What you will do =>
[1] In the packet steering text, swap "queue 0" for "queue 1" and write out the part that opens with the words containing "Suboptimal delivery is" and closes with "dropping the packet.".
[2] Condense the paragraph of the packet steering text that begins "Suboptimal delivery is generally preferable" into a shorter version that keeps its main points.

This patch aside, dropping the packet here
seems like the wrong choice. Loading a
prog at this hookpoint "configures"
steering. The action of configuring
steering should not result in dropped
packets.

Suboptimal delivery is generally preferable
to no delivery. Leaving the behavior as-is
(i.e. relying on netdev_cap_txqueue()) or
making any return which doesn't fit in a
u16 simply use queue 0 would be highly
preferable to dropping the packet.

> Thanks
>
>
> >
> >>>>> In order to keep the new behavior
> >>>>> extensible, how should we state that a
> >>>>> negative return other than -1 is
> >>>>> undefined and therefore subject to
> >>>>> change. Is something like this
> >>>>> sufficient?

(Extracted records)
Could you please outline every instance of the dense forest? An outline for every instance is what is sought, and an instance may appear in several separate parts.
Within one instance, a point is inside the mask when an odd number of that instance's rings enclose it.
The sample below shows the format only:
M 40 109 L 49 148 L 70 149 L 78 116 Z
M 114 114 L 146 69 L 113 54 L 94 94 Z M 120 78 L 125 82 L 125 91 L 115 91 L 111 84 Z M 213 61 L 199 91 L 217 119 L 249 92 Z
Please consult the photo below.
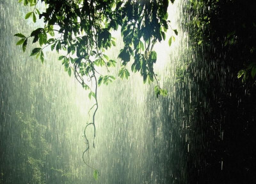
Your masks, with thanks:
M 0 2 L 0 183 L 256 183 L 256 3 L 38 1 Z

...

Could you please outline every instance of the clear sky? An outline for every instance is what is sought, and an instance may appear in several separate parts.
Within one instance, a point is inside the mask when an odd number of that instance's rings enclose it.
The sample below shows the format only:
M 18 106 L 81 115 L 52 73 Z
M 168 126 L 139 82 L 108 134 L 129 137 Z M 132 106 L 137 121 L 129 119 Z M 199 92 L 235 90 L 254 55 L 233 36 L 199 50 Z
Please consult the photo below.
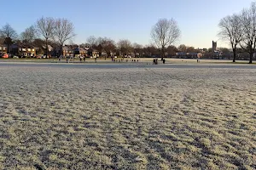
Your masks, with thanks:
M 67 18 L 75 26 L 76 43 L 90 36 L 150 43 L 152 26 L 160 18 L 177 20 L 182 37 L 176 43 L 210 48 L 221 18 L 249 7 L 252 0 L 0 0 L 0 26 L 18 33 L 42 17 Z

...

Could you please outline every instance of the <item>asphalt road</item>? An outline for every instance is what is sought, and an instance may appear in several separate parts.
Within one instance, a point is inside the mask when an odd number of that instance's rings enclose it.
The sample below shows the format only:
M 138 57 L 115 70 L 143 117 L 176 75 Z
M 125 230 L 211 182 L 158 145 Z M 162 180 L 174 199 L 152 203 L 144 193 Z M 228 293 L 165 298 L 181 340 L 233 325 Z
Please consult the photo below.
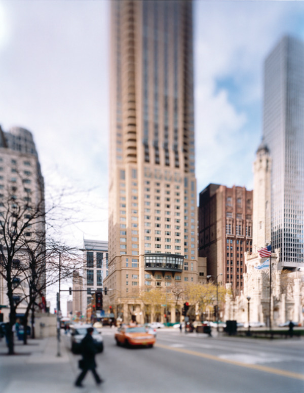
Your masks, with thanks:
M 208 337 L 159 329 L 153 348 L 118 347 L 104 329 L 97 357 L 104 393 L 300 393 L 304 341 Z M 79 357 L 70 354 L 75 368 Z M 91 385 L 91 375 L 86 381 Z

Results =>
[1]
Suboptimal delivery is generally preferable
to no delivery. Leaving the behavior as-is
(i.e. relying on netdev_cap_txqueue()) or
making any return which doesn't fit in a
u16 simply use queue 1 would be highly
preferable to dropping the packet.

[2] Suboptimal delivery generally beats no delivery. Either keeping the current behavior (relying on netdev_cap_txqueue()) or sending any return that doesn't fit in a u16 to queue 0 would be much better than dropping the packet.